>> Start SOURCE
< Exhibitions
Territories of Time
Ignasi Aballí, ABSALON, David Claerbout, Lieven De Boeck, Sofia Hultén, Alfredo Jaar, Bruce Nauman
Mar 12, 2010 - Apr 17, 2010

"The act is virgin, even when repeated", wrote René Char in his prose poems Feuillets d’Hypnos. This aphorism, which is both simple and concentrated, casts a helpful light on the works exhibited in Territories of Time which deal, each in their own way, with the concept of repetitive time.

Despite the habits which inevitability dictate our everyday life, there is not one instant that is identical to another.

Everything is always new. Life is a constant flow of imperceptible instants that our intellect is constantly attempting to isolate in order to make it easier to designate and understand them.

In this exhibition which brings together seven artists, the repeated image is depicted and observed with intensity, absurdity, melancholy, violence and one can discern a profound process of reflection about what constitutes Time, its "substance" and its territories.

In his installation Opus 1981 / Andante Desesperato (1981), the New York-based Chilean artist Alfredo Jaar (1956) is showing a video inspired by a Susan Meiselas photo taken in Nicaragua during the Sandinista revolution. The picture shows guerrilleros sheltering behind a bank of sandbags while, on the left-hand side, a man in battledress is standing up playing the clarinet. This image, full of paradoxes, made an impression on Alfredo Jaar, to the point that he decided to draw inspiration from it to make the film Opus 1981. The video shows him blowing, repeatedly and forcefully, into a clarinet, until he no longer has any breath left. His filmed performance ends with an exhausted, dramatic and desperate sound. In this work, Jaar seems to be trying to say that people should never give up hope, that one must always start again and again in the fight against enslavement, and that the values of rebellion and freedom are inseparably from any poetry.

With Arena (2007), Belgian artist David Claerbout (1969) is projecting over 180 viewpoints of a single moment in a basketball match in the form of a very slow slide show. The artist has chosen a paroxysmal moment: the precise moment when the ball is about to enter the basket (or not). Having positioned a large number of cameras, all the tension of the instant is captured by Claerbout from a multiplicity of viewpoints, which involve all the "stakeholders" in the match: players, coaches, referee and spectators. Using thousands of shots, the artist produces a complex work which may be perceived as a real painting of suspended time. The intensity of this instant makes this vision reminiscent of Baroque works in the way it captures movement, colours, and the theatrical staging.
>> End SOURCE
■ **WHAT TO DO**:
A: In the exhibition text, repeat everything from "< Exhibitions" down to "identical to another." word for word.
B: Based on the exhibition text, answer yes or no to each statement and quote the words that decide it: (i) The exhibition brings together seven artists. (ii) David Claerbout's Arena dates from 2009. (iii) The Susan Meiselas photo that inspired Alfredo Jaar was taken in Nicaragua.
C: Answer these questions from the exhibition text:
(i) On what date does the exhibition close?
(ii) Who wrote the prose poems Feuillets d’Hypnos?
(iii) How many viewpoints of a single moment does Arena project?
>> Start PROVIDED INFORMATION
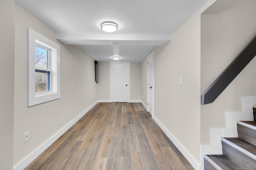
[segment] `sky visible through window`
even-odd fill
[[[50,72],[42,70],[48,69],[48,51],[36,45],[35,48],[35,92],[49,91]]]

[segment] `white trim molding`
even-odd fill
[[[167,137],[172,142],[174,145],[180,150],[181,153],[185,156],[186,159],[190,163],[191,165],[196,170],[199,169],[199,164],[198,162],[189,152],[186,150],[186,148],[180,144],[176,138],[168,131],[165,127],[154,116],[153,118],[156,123],[159,126],[162,130],[167,135]]]
[[[62,135],[66,131],[70,128],[74,124],[78,121],[88,111],[98,103],[95,102],[84,111],[77,116],[76,118],[68,123],[65,127],[61,129],[58,132],[52,136],[46,141],[44,143],[36,149],[30,155],[28,155],[24,160],[16,165],[13,168],[13,170],[20,170],[24,169],[28,165],[36,159],[40,154],[42,153],[47,148],[50,146],[54,142]]]
[[[142,100],[141,100],[141,103],[142,104],[142,105],[143,105],[143,106],[144,107],[145,107],[146,109],[147,110],[147,111],[148,111],[148,106],[147,106],[147,105],[145,104],[143,102],[142,102]],[[152,118],[154,119],[154,117]]]

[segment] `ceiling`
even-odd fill
[[[95,60],[140,63],[208,0],[16,0],[56,33]],[[100,23],[118,25],[106,33]],[[114,43],[110,45],[110,43]]]

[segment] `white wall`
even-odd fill
[[[131,63],[130,64],[130,100],[141,99],[141,69],[140,63]]]
[[[154,116],[197,166],[200,145],[200,14],[215,1],[208,1],[172,34],[168,44],[155,50]],[[183,78],[183,85],[179,85],[179,77]]]
[[[14,71],[14,0],[0,1],[0,169],[12,169]]]
[[[94,61],[74,46],[57,41],[53,31],[16,4],[15,13],[14,166],[98,100]],[[28,27],[60,46],[60,98],[29,107]],[[30,139],[24,143],[27,131]]]
[[[201,94],[256,36],[256,7],[254,0],[236,0],[217,14],[202,15]],[[210,144],[210,128],[226,127],[225,111],[242,111],[241,96],[256,96],[255,65],[256,58],[213,103],[201,106],[202,145]]]

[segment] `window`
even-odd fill
[[[28,106],[59,98],[60,46],[28,28]]]

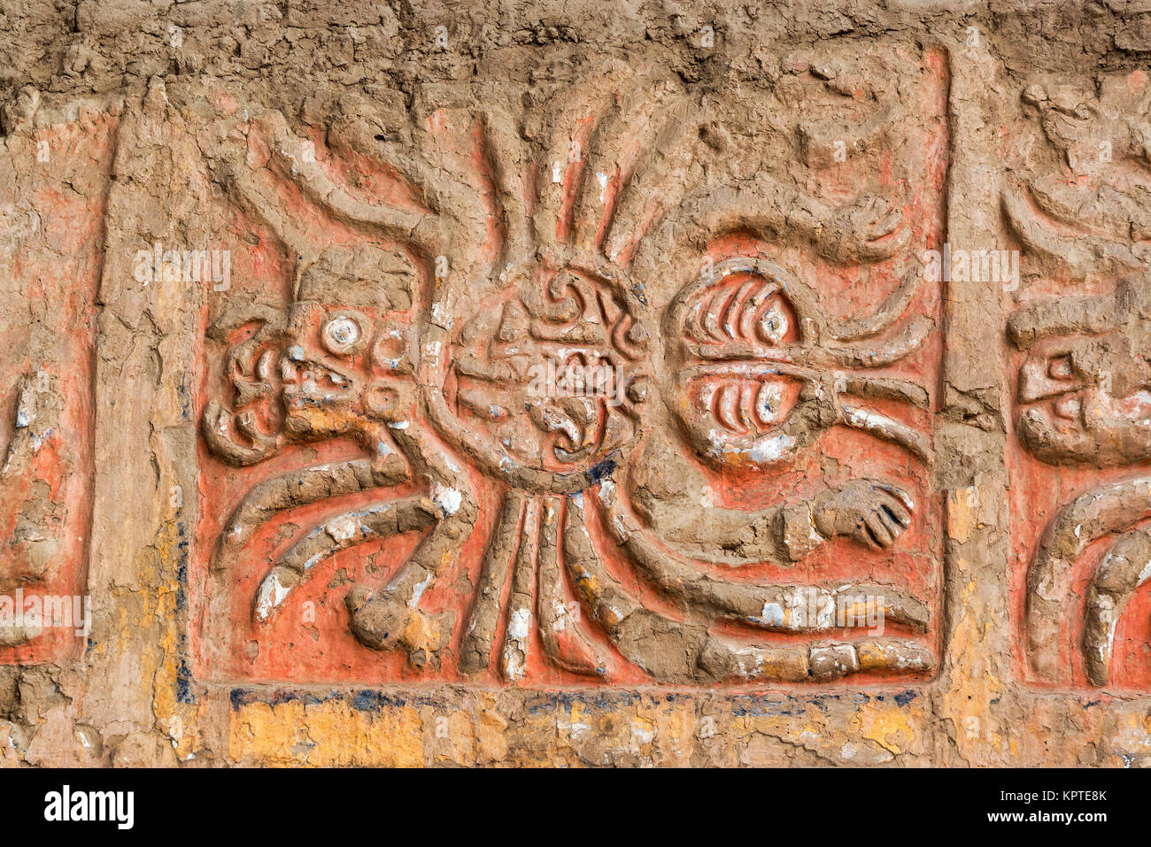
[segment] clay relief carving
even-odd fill
[[[1016,434],[1034,458],[1068,468],[1060,476],[1076,489],[1028,569],[1028,664],[1047,682],[1105,686],[1115,665],[1137,681],[1142,671],[1122,667],[1137,643],[1116,656],[1116,633],[1151,577],[1151,92],[1136,73],[1043,81],[1022,101],[1039,131],[1017,152],[1003,204],[1041,296],[1008,323],[1021,361]],[[1126,625],[1126,641],[1145,641],[1138,621]]]
[[[801,78],[855,91],[849,75]],[[906,178],[831,201],[769,176],[755,133],[717,104],[617,66],[523,114],[441,104],[395,136],[337,120],[319,153],[250,108],[201,146],[288,257],[291,297],[212,323],[203,436],[237,468],[335,441],[358,452],[265,473],[222,521],[209,570],[223,582],[276,521],[298,527],[250,595],[254,626],[329,558],[410,537],[345,600],[356,639],[410,667],[732,682],[932,670],[930,550],[914,587],[882,565],[841,579],[811,564],[832,542],[844,567],[883,563],[931,513],[902,479],[829,482],[817,464],[848,432],[925,479],[931,397],[892,369],[935,337],[937,292],[907,255],[925,201]],[[856,146],[886,151],[893,108],[852,104]],[[790,136],[816,165],[834,150],[826,124]],[[350,235],[317,244],[305,215]],[[840,284],[874,268],[886,289],[831,315],[813,266]],[[810,479],[770,496],[718,491],[802,463]]]

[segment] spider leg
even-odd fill
[[[464,673],[482,671],[491,662],[491,648],[503,608],[501,598],[523,537],[520,521],[524,519],[524,494],[513,490],[504,497],[501,506],[500,525],[483,557],[475,600],[459,648],[459,667]]]
[[[1083,625],[1083,658],[1092,684],[1105,686],[1111,676],[1115,628],[1127,601],[1141,585],[1151,579],[1151,535],[1135,531],[1123,535],[1107,551],[1087,595],[1087,619]]]
[[[558,549],[563,520],[559,506],[558,499],[549,499],[543,519],[536,597],[540,638],[554,664],[572,673],[603,676],[607,672],[607,658],[581,632],[579,619],[569,609],[564,594]],[[564,509],[566,508],[565,503]]]
[[[212,558],[212,570],[220,571],[234,564],[235,557],[256,532],[288,509],[372,488],[395,486],[406,475],[403,460],[392,455],[382,463],[353,459],[313,465],[265,480],[249,491],[233,510],[220,534]]]
[[[254,618],[268,620],[312,569],[329,556],[366,541],[425,529],[434,520],[432,501],[419,497],[343,512],[323,521],[296,542],[264,578],[256,594]]]

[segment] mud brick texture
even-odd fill
[[[0,6],[0,763],[1151,764],[1151,6]]]

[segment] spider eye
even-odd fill
[[[779,344],[787,336],[788,329],[787,314],[778,303],[772,303],[760,319],[761,336],[769,344]]]
[[[323,325],[320,339],[333,353],[346,354],[361,337],[359,325],[345,314],[333,318]]]

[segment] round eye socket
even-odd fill
[[[323,346],[333,353],[346,353],[360,339],[359,325],[345,314],[333,318],[323,325],[320,334]]]
[[[768,311],[763,313],[763,318],[760,320],[760,328],[763,331],[764,341],[771,344],[778,344],[787,335],[787,314],[779,307],[778,304],[772,304]]]

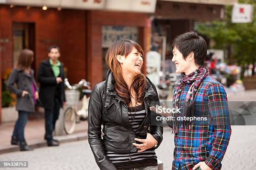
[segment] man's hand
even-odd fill
[[[24,97],[26,95],[28,95],[28,92],[25,90],[23,90],[23,91],[22,92],[22,94],[21,95],[21,96]]]
[[[204,162],[200,162],[194,167],[193,170],[196,170],[197,168],[200,167],[202,170],[212,170],[210,168],[207,166]]]
[[[37,99],[39,98],[39,94],[38,94],[38,92],[37,91],[36,91],[36,92],[35,92],[35,98],[36,98],[36,99]]]
[[[62,79],[61,78],[56,78],[56,82],[57,82],[57,84],[59,84],[60,82],[62,82]]]
[[[157,144],[157,141],[156,139],[150,133],[148,133],[147,138],[146,139],[135,138],[134,140],[137,141],[143,142],[141,144],[133,143],[133,145],[138,148],[141,149],[138,152],[142,152],[148,149],[154,147]]]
>> End PROVIDED INFORMATION
■ **RESPONSES PER TASK**:
A:
< Exhibitions
Territories of Time
Ignasi Aballí, ABSALON, David Claerbout, Lieven De Boeck, Sofia Hultén, Alfredo Jaar, Bruce Nauman
Mar 12, 2010 - Apr 17, 2010

"The act is virgin, even when repeated", wrote René Char in his prose poems Feuillets d’Hypnos. This aphorism, which is both simple and concentrated, casts a helpful light on the works exhibited in Territories of Time which deal, each in their own way, with the concept of repetitive time.

Despite the habits which inevitability dictate our everyday life, there is not one instant that is identical to another.

B:
(i) Yes: "In this exhibition which brings together seven artists"
(ii) No: "With Arena (2007)"
(iii) Yes: "a Susan Meiselas photo taken in Nicaragua during the Sandinista revolution"

C:
(i) Apr 17, 2010
(ii) René Char
(iii) Over 180